→ Instruction 1
Write out the part of the DeepMind interview below that begins at the words "I could easily" and stops after the words "Move 37 is?".
→ Instruction 2
Pick up the DeepMind interview below from its last sentence and continue it.

It was crazy that Deep Blue could play chess to world champion level, but it couldn't even play tic-tac-toe, right? You'd have to reprogram. Nothing in the system would allow it to play tic-tac-toe. So that's odd, right? That's very different to a human grandmaster who should obviously play a simpler game trivially. And then also it was not general, right, in the way that the human mind is. And I think those are the hallmarks. That's what I took away from that match is those are the hallmarks of intelligence and they were needed if we wanted to crack AI.

And go a little bit into the deep learning, which obviously is part of the reason why DeepMind was nameboard is because part of, I think, that what would seem to be completely contrarian hypothesis that you guys played out with self-play and kind of learning system was that this learning approach was the right way to generate these significant systems. So say a little bit about having the hypothesis, what the trek through the desert looked like, and then what finding the Nile ended up with.

Yes. Well, look, of course, we started DeepMind in 2010 before anyone was working on this in industry and there was barely any work on it in academia. And we partially named the company DeepMind, the deep part, because of deep learning. It was also a nod to deep thought in, you know, Hitchhiker's Guide to the Galaxy and Deep Blue and other AI things. But it was mostly around the idea we were better on these learning techniques.

Deep learning and hierarchical neural networks, they've just sort of been invented in seminal work by Jeff Hinton and colleagues in 2006. So it's very, very new. And reinforcement learning, which has always been a speciality of DeepMind, and the idea of learning from trial and error, learning from your experience.

right? And then, and making plans and acting in the world. And we combine those two things really, we sort of pioneered doing that and we called it deep reinforcement learning, these two approaches and deep learning to kind of build a model of the environment or what you were doing in this case, a game, and then the reinforcement learning to do the planning and

and the acting and actually accomplish it, be able to build agent systems that could accomplish goals in the case of games is maximizing the score, winning the game. And we felt that that was actually the entirety of what's needed for intelligence. And the reason that we sort of were pretty confident about that is actually

from using the brain as an example, right? Basically, those are the two major components of how the brain works. You know, the brain is a neural network. It's a pattern matching and structure finding system. But then it also has

reinforcement learning and this idea of planning and learning from trial and error and trying to maximize reward, which is actually in the human brain and the animal brain, a mammal brain is the dopamine system implements that, a form of reinforcement learning called TD learning. So that gave us confidence that if we pushed hard enough in this direction, even though no one was really doing that, that eventually this should work, right? Because we have the existence proof of the human mind.

And of course, that's why I also studied neuroscience because when you're in the desert, like you say, you need any source of water or any evidence that you might get out of the desert. Even a mirage in the distance is a useful thing to understand in terms of giving you some direction when you're in the midst of that desert. And of course, AI was itself in the midst of that because several times this had failed. The expert system approach basically had reached a ceiling.

I could easily hog the entire interview, so I'm trying not to. So one of the things that the learning system obviously ended up creating was solving what was previously considered an insoluble problem. There were even people who thought that computers couldn't, like classical computational techniques couldn't solve Go, and it did.

But not only did it solve Go, but in the classic Move 37, it demonstrated originality, creativity that was beyond the thousands of years of Go play and books and the hundreds of years of very serious play. What was that moment of Move 37 like for understanding where AI is? And what do you think the next Move 37 is?

→ Records provided

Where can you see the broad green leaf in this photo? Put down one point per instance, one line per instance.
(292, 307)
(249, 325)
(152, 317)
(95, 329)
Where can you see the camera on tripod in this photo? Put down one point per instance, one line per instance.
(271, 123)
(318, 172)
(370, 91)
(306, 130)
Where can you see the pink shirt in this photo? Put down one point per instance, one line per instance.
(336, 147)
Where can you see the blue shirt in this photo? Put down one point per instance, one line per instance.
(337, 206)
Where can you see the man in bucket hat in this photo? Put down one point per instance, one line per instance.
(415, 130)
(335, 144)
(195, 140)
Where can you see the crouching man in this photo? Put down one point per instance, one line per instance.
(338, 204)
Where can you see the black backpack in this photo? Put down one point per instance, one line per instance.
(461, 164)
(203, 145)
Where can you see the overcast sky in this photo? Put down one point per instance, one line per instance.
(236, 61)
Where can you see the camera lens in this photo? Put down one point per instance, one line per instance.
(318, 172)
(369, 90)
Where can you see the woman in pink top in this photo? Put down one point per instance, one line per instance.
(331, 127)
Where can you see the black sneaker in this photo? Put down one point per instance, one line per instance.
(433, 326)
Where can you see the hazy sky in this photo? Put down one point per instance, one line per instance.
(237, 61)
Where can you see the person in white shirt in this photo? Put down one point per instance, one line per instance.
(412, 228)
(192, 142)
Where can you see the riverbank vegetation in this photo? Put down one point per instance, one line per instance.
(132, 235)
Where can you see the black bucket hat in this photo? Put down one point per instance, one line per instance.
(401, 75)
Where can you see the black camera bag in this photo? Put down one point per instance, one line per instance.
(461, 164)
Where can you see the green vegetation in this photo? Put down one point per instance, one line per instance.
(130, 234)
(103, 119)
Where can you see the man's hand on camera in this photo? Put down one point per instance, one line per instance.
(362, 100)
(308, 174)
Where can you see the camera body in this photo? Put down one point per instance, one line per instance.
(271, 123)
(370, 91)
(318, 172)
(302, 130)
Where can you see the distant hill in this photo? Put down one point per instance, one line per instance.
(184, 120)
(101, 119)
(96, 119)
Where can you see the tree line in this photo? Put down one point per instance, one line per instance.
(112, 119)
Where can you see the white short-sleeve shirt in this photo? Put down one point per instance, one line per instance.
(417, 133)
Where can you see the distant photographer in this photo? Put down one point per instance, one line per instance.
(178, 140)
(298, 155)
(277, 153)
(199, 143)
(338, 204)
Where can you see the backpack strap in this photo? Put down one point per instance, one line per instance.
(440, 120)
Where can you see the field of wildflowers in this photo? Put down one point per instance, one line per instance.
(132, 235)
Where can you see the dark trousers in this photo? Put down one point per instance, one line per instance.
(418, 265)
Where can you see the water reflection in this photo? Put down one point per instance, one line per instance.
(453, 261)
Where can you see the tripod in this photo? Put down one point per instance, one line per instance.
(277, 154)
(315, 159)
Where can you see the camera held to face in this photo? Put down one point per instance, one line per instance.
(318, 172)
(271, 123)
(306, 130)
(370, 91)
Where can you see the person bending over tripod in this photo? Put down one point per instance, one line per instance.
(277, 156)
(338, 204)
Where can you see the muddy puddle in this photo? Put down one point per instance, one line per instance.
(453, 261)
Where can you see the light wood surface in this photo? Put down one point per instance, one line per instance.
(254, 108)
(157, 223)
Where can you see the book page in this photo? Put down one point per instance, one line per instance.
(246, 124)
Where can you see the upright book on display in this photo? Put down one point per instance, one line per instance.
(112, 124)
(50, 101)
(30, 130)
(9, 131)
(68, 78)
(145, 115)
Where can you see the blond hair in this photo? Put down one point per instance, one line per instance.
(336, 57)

→ Response 1
I could easily hog the entire interview, so I'm trying not to. So one of the things that the learning system obviously ended up creating was solving what was previously considered an insoluble problem. There were even people who thought that computers couldn't, like classical computational techniques couldn't solve Go, and it did.

But not only did it solve Go, but in the classic Move 37, it demonstrated originality, creativity that was beyond the thousands of years of Go play and books and the hundreds of years of very serious play. What was that moment of Move 37 like for understanding where AI is? And what do you think the next Move 37 is?

→ Response 2
Well, look, the reason Go was considered to be and ended up being so much harder than chess, so it took another 20 years, even us with AlphaGo, and all the approaches that have been taken with chess, these expert systems approaches had failed with Go.

right? Basically couldn't even be a professional, let alone a world champion. And the reason was two main reasons. One is the complexity of Go is so enormous. You know, it's one way to measure that is there are 10 to the power, 170 possible positions, right? Far more than atoms in the universe. There's no way you can brute force a solution to Go.

it's impossible. But even harder than that is that it's such a beautiful, esoteric, elegant game. It's sort of considered art, an art form in Asia, really. And it's because it's both beautiful aesthetically, but also it's all about patterns rather than sort of brute calculation, which chess is more about. And so even the best players in the world

can't really describe to you very clearly what are the heuristics they're using. They just kind of intuitively feel the right moves, right? They'll sometimes just say that this move, why did you play this move? Well, it felt right, right? And then it turns out their intuition of their brilliant player, their intuition is brilliant, fantastic. And it's an amazingly beautiful and effective move.

But that's very difficult then to encapsulate in a set of heuristics and rules that to direct how a machine should play Go. And so that's why all of these kind of deep blue methods didn't work.

Now, we got around that by having the system learn for itself what are good patterns, what are good moves, what are good motifs and approaches, and what are kind of valuable and high probability of winning positions are. So it kind of learned that for itself through experience, through seeing millions of games and playing millions of games against itself. So that's how we got AlphaGo to be better than world champion level.

But the additional exciting thing about that is that it means those kinds of systems can actually go beyond what we as the programmers or the system designers know how to do. Right. No expert system can do that because, of course, it's strictly limited by what we can what we already know and can can describe to the machine.

but these systems can learn for themselves. So, and that's what we resulted in move 37 in game two of the famous, you know, world championship match, the challenge match we had against Lisa doll, uh, in Seoul in 2016. And that was a truly creative move. You know, go has been played for thousands of years.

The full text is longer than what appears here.